SET PROBLEM:
Transcribe each record below word for word.

Coordinate annotation entries
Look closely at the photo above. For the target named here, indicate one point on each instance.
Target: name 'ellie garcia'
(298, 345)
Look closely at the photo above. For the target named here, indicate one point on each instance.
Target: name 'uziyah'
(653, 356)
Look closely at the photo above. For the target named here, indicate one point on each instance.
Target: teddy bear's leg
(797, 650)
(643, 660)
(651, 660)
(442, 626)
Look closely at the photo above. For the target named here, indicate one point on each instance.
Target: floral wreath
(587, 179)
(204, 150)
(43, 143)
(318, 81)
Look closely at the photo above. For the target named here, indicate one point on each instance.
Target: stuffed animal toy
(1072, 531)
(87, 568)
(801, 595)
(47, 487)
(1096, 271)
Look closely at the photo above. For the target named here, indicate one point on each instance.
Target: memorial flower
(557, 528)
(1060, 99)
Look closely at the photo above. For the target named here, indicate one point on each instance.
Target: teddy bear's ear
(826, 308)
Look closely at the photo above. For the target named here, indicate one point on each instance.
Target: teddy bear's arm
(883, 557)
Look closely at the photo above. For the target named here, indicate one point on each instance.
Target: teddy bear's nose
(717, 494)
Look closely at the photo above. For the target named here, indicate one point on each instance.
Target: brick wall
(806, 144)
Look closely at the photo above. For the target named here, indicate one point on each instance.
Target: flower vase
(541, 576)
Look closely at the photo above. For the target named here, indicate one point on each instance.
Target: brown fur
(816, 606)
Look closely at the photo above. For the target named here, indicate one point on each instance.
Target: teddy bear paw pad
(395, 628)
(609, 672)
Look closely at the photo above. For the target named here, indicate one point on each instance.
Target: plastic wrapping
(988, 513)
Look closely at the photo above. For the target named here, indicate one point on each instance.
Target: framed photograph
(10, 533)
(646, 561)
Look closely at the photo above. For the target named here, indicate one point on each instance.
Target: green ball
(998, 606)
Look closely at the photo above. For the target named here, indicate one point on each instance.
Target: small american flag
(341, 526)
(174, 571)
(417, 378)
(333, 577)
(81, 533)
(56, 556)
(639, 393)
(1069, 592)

COMPLETE RESPONSE:
Look closely at the photo above. For the target named here, indicate one point on each instance.
Target: name 'ellie garcia'
(298, 345)
Look closely at the photo above. For the target named here, indicate one point on each instance.
Target: name 'uziyah'
(653, 356)
Look closely at the photo above. For the target named here, indicate one point on each instance.
Target: teddy bear's leg
(797, 650)
(643, 660)
(651, 660)
(442, 626)
Look closely at the photo above. For the target named here, indicate one point on each instance.
Target: floral wreath
(587, 179)
(204, 150)
(43, 143)
(318, 81)
Look closely at the photo above. For the target named here, indicate one point on each instance.
Target: stuffed animal toy
(1072, 531)
(87, 568)
(801, 595)
(47, 487)
(1096, 271)
Look closely at the photo above. For the target named here, indicate one point on each instance.
Target: memorial flower
(557, 528)
(1060, 99)
Look closely at the photo above. For the target named here, indicate one point on each instance.
Target: teddy bear's ear
(826, 308)
Look closely at the photo above. For the target named here, indicate one point on each instance.
Target: teddy bear's arm
(883, 557)
Look closely at the photo above. For the target named here, indicate one point on each instance.
Target: teddy bear's nose
(717, 494)
Look closely at the photo above. For the target named here, indicate one point on each instance.
Target: brick wall
(806, 144)
Look closely at the photo above. For the target named here, indicate one point on each instance.
Target: flower vase
(541, 576)
Look closely at the photo above. For the target named here, indicate one point on each instance.
Target: brown fur
(816, 606)
Look closely at the photo above. For the target named here, indicate one point on each instance.
Target: teddy bear paw pad
(395, 628)
(609, 672)
Look closely at the photo above. For the target named here, indicate one point on each instance.
Target: plastic wrapping
(988, 513)
Look closely at the photo above. For the target named here, indicate one point on each instance.
Target: framed photograph
(10, 533)
(646, 561)
Look closely at the photo above. For the target named here, indicate one point on each instance.
Target: green ball
(998, 606)
Look closely at the photo above. For the target named here, indicate one point on each instance.
Target: small american flag
(341, 526)
(174, 571)
(417, 378)
(333, 577)
(81, 533)
(56, 556)
(639, 393)
(1069, 592)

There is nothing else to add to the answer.